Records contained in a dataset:
※
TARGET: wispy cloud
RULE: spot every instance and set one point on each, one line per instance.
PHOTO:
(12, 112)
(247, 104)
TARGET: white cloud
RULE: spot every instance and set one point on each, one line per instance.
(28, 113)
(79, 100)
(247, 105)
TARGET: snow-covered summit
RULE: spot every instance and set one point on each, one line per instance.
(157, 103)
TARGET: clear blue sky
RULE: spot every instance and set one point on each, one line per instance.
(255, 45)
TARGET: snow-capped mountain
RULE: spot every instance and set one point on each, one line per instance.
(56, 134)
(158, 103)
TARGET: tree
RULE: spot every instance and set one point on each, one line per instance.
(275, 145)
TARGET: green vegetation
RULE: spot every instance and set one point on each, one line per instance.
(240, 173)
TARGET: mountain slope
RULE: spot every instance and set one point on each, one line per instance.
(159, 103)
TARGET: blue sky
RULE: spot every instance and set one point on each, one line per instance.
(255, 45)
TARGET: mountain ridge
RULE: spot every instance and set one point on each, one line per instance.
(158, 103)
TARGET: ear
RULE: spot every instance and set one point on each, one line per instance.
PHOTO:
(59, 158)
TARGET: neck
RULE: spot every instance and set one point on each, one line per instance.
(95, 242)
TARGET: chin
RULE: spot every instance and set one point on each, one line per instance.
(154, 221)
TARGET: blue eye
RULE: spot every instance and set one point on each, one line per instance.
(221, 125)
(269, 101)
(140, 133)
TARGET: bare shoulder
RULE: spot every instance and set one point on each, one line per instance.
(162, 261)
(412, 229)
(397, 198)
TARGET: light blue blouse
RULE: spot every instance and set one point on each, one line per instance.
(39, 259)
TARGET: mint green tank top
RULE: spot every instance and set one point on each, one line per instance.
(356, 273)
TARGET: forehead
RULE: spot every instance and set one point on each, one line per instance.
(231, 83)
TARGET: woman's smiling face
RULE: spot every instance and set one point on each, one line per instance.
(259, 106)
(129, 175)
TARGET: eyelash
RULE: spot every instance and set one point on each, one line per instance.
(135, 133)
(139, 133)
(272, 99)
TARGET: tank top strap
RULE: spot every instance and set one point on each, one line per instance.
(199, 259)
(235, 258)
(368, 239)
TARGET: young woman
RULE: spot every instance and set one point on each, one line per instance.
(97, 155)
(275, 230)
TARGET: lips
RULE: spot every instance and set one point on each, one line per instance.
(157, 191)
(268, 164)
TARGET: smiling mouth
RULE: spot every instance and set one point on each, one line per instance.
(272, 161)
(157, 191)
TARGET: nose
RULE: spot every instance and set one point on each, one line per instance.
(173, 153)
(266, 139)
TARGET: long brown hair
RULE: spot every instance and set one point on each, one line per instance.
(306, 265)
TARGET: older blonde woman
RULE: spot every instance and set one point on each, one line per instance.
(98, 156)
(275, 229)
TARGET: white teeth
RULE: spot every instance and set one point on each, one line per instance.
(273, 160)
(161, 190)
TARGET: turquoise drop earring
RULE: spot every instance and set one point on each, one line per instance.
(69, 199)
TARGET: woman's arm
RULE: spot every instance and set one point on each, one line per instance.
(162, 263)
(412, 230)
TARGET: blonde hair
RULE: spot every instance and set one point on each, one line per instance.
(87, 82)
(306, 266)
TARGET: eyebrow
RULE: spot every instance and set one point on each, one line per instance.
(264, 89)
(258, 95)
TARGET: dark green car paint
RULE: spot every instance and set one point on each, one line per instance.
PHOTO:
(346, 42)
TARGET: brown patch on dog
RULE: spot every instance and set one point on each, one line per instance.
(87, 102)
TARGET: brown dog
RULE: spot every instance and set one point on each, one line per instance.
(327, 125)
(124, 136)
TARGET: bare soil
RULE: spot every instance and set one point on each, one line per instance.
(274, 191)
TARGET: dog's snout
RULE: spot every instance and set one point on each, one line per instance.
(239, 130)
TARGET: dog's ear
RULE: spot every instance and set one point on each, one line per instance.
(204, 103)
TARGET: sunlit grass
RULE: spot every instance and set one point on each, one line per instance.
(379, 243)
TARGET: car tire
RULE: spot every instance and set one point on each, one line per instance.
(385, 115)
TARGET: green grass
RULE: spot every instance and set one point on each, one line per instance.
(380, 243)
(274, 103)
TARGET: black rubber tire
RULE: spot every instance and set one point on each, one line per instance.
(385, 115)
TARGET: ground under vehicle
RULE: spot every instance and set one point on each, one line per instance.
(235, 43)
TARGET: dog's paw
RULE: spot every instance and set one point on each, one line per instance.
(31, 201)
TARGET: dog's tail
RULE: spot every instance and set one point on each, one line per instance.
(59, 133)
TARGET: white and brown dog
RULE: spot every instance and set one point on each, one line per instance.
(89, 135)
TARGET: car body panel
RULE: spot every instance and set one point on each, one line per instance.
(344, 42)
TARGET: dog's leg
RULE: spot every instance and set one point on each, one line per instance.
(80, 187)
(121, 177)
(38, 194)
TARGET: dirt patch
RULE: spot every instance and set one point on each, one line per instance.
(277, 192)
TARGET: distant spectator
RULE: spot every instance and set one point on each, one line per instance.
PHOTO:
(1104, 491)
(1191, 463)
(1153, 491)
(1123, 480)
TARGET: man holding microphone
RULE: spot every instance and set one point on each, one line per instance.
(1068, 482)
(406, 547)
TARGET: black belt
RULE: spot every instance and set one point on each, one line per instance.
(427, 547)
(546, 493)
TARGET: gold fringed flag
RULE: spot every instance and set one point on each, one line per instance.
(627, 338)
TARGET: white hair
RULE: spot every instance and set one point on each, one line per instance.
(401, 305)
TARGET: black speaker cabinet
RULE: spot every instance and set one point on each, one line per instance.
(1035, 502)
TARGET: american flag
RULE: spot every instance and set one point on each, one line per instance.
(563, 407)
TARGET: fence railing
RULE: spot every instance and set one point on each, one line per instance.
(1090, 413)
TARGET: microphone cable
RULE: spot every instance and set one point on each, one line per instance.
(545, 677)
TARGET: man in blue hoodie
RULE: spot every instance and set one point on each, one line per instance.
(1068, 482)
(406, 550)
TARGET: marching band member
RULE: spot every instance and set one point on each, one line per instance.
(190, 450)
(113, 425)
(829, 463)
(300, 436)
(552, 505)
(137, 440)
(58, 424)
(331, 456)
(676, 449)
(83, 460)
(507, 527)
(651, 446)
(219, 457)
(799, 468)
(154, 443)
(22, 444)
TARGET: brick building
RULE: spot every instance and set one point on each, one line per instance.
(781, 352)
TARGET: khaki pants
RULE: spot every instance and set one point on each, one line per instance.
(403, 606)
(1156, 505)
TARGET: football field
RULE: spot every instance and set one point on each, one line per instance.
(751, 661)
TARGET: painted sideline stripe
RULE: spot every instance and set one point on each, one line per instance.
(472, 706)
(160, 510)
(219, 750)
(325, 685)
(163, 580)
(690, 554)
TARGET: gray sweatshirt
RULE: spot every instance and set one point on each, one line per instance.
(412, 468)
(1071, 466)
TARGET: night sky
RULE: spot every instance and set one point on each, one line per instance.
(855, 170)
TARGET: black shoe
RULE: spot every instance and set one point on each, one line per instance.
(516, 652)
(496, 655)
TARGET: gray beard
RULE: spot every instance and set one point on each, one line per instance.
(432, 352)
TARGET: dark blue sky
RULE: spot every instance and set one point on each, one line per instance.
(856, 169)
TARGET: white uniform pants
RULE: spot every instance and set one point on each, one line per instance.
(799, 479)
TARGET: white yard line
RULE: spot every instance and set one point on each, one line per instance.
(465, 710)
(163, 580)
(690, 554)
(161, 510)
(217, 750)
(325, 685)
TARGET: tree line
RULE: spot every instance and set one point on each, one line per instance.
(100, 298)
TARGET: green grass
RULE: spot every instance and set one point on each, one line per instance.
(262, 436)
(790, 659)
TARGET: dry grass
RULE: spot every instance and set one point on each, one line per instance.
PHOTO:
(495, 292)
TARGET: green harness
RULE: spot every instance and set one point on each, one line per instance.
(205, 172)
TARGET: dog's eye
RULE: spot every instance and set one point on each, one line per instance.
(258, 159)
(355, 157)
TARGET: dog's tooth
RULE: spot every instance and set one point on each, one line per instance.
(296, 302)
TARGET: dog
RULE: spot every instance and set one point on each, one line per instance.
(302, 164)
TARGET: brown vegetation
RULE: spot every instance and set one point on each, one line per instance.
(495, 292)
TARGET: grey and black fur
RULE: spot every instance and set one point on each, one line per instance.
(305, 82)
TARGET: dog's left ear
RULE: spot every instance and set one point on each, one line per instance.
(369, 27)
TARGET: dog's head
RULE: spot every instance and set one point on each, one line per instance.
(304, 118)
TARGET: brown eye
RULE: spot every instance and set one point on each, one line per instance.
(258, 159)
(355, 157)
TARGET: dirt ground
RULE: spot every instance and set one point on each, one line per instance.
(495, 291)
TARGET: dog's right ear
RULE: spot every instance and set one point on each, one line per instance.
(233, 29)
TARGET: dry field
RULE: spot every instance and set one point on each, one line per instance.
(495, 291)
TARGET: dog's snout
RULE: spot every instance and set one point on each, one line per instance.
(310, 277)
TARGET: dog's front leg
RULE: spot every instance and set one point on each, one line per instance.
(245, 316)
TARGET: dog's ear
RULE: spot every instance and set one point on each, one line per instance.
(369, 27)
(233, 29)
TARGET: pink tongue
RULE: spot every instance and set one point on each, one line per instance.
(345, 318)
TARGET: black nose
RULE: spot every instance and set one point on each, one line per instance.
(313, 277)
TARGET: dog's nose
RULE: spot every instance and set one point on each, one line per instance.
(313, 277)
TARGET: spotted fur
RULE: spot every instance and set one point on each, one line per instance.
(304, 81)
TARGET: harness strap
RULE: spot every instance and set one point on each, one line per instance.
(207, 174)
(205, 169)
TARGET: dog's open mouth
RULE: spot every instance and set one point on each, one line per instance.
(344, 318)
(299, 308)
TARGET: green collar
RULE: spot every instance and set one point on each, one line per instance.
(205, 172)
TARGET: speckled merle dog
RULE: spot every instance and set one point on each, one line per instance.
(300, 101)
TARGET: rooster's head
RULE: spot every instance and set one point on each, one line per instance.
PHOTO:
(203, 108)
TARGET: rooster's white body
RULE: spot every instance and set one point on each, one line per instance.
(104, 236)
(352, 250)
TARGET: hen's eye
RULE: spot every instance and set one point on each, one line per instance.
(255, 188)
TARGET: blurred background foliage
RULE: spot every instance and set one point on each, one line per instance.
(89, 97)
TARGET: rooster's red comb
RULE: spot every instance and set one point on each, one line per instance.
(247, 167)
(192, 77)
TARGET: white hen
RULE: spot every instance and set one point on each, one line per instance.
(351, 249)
※
All lines in the data above from the one with "TARGET: black speaker cabinet" through the one with "TARGET: marching band member" must be repeated exactly, and no others.

# Problem solution
TARGET: black speaker cabinet
RULE: spot every instance and set one point on each, one line per instance.
(1035, 502)
TARGET: american flag
RULE: spot every instance and set one point on each, one line per instance.
(563, 407)
TARGET: fence railing
RULE: spot every instance and set one point on each, one line per instance.
(1090, 413)
TARGET: microphone cable
RULE: spot every instance and set one point on each, one line per instance.
(545, 677)
TARGET: man in blue hoodie
RULE: spot every instance and set one point on each, one line per instance.
(1068, 482)
(406, 550)
TARGET: marching band member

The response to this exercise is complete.